** Supplied material follows **

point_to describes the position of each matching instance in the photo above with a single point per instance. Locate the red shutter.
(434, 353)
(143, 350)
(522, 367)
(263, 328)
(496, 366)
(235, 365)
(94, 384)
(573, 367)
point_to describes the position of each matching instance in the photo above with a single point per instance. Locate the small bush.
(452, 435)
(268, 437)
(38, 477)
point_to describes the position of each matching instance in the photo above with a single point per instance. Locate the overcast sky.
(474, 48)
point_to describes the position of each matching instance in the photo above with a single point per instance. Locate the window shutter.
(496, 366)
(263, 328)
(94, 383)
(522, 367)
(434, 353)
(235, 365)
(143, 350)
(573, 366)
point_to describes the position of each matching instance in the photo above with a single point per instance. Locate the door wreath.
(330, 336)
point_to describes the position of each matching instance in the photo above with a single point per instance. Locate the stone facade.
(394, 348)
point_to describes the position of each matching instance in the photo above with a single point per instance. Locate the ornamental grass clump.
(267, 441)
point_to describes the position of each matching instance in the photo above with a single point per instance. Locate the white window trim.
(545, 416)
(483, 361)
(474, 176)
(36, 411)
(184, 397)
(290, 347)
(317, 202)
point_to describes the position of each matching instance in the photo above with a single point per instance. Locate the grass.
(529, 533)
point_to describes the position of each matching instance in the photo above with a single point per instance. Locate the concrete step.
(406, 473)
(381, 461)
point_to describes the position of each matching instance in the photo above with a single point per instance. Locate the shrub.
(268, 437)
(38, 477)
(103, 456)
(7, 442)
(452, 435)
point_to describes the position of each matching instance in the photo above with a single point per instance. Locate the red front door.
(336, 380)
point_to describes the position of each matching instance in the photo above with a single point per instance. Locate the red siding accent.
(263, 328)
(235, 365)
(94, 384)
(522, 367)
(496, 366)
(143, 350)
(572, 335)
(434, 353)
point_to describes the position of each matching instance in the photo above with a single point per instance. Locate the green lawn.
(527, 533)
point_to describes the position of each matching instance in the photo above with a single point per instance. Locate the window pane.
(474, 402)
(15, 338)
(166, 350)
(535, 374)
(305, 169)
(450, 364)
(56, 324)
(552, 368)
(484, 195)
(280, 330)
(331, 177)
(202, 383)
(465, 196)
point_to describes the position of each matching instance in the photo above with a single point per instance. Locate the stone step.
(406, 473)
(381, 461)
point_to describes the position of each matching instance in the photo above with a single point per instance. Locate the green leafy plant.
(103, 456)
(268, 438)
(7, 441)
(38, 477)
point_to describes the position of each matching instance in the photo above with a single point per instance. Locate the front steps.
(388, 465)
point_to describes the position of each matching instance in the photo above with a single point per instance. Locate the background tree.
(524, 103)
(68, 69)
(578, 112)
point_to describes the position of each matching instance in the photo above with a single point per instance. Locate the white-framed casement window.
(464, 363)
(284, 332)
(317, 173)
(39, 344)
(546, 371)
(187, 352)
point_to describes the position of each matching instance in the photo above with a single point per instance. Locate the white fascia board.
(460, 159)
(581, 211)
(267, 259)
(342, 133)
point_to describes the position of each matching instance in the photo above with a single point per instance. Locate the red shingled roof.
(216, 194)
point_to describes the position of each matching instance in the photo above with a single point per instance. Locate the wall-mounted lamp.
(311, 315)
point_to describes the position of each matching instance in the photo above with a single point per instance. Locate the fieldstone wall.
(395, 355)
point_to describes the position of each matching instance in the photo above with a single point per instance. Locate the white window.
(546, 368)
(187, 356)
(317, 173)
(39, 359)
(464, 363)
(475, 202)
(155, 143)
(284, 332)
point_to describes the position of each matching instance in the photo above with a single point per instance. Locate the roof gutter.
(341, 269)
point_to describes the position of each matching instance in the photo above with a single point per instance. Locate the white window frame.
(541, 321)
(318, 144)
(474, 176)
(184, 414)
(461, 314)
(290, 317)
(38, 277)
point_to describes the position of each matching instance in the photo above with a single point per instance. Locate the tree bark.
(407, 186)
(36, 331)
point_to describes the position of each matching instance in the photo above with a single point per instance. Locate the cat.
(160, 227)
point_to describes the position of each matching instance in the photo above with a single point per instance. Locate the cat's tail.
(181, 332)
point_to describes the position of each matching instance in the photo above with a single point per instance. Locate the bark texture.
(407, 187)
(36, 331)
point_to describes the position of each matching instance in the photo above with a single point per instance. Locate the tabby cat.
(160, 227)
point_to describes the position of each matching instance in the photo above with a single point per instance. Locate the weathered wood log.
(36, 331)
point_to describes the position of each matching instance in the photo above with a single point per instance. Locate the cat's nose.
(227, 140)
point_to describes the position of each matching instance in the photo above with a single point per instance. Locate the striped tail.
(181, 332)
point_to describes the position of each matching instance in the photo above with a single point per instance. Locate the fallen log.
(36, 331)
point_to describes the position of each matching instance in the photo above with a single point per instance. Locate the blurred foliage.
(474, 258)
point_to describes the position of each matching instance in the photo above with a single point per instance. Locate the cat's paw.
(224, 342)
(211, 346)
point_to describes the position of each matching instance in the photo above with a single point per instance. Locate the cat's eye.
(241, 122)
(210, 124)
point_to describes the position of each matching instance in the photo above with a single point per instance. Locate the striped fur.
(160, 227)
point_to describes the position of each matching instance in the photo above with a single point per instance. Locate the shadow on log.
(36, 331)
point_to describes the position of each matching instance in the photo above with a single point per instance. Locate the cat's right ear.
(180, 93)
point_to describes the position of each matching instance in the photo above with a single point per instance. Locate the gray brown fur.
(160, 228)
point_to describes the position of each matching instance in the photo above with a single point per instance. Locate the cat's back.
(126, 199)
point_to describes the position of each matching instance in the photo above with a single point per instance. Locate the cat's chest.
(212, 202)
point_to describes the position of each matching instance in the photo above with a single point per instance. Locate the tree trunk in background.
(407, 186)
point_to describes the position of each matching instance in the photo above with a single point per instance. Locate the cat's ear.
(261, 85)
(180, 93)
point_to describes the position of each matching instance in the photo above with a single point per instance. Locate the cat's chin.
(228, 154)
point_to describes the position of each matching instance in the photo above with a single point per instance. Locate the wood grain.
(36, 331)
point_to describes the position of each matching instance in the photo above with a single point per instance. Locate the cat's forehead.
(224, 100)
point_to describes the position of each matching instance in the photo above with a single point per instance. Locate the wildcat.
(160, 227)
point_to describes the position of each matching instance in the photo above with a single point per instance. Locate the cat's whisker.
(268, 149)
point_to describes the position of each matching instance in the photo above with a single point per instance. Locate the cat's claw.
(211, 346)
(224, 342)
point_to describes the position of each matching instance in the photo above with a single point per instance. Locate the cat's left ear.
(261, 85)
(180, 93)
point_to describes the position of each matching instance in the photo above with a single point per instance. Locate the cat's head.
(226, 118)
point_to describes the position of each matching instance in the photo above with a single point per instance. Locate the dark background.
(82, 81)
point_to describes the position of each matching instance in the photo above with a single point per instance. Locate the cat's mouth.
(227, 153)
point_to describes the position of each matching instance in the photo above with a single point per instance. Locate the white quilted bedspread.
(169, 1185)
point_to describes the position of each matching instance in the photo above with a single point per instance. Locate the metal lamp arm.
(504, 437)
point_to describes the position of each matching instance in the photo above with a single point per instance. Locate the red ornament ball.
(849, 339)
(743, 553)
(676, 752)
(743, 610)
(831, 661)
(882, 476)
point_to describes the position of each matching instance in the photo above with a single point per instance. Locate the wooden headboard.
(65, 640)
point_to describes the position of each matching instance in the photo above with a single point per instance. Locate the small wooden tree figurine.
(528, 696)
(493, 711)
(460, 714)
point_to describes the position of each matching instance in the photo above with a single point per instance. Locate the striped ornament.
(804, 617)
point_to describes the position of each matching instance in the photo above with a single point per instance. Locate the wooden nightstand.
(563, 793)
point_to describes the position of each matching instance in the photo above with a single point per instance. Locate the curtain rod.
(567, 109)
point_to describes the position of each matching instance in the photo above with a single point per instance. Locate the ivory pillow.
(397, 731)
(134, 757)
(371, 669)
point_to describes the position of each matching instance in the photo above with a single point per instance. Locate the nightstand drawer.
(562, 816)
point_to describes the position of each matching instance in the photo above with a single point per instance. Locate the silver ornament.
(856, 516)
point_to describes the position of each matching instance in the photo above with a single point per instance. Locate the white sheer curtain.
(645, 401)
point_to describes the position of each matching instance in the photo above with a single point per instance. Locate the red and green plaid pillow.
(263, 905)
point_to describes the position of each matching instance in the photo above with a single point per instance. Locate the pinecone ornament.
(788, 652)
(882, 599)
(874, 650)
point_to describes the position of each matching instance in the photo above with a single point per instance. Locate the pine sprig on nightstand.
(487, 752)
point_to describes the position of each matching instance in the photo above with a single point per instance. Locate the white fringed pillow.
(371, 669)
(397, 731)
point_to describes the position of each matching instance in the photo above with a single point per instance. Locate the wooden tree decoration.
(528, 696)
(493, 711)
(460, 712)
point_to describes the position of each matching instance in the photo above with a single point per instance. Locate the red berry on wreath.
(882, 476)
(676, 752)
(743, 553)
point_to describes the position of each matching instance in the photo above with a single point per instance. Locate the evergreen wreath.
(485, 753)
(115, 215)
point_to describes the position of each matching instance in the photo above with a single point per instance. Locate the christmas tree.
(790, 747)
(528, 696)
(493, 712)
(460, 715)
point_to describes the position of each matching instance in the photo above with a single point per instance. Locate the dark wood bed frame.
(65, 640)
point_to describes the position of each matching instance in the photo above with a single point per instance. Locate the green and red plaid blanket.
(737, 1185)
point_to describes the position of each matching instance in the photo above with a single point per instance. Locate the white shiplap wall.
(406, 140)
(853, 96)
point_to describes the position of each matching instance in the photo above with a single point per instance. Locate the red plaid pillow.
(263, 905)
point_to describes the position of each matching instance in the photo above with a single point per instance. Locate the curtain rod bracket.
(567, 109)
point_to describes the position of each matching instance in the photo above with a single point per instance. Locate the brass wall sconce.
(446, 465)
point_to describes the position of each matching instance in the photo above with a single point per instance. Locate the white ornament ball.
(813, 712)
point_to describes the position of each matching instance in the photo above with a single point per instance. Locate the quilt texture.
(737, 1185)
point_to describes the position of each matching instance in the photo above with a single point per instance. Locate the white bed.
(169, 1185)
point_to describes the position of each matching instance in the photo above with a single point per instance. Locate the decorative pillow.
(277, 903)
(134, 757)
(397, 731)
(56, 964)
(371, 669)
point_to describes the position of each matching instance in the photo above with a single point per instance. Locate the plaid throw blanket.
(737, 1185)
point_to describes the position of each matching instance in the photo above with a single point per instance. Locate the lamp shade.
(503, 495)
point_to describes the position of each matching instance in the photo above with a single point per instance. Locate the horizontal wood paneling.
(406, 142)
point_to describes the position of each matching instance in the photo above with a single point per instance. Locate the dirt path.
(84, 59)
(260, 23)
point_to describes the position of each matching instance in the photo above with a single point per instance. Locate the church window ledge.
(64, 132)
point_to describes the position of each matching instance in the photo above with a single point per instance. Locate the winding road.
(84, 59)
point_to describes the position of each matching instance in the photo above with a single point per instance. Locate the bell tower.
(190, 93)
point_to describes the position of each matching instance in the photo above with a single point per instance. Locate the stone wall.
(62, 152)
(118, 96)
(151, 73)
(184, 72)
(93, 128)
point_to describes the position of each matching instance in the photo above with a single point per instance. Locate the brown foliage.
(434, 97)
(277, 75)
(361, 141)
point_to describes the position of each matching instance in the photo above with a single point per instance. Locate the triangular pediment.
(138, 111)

** End of Supplied material **

### Task objective:
Copy out the lines from the line containing "the bell tower." to the end of the listing above, without alteration.

### Exercise result:
point_to describes the position of each matching instance in the photo above with a single point per instance. Locate the bell tower.
(190, 93)
point_to describes the position of each matching instance in the photo above with a single point per instance. Locate the stone wall.
(62, 152)
(118, 96)
(151, 73)
(184, 72)
(93, 128)
point_to describes the position of each matching instance in the photo above with a single point per instance. Locate the brown foliage.
(434, 97)
(277, 75)
(361, 141)
point_to describes the position of each matching instance in the photo above with a single point per instance. Locate the triangular pediment.
(138, 111)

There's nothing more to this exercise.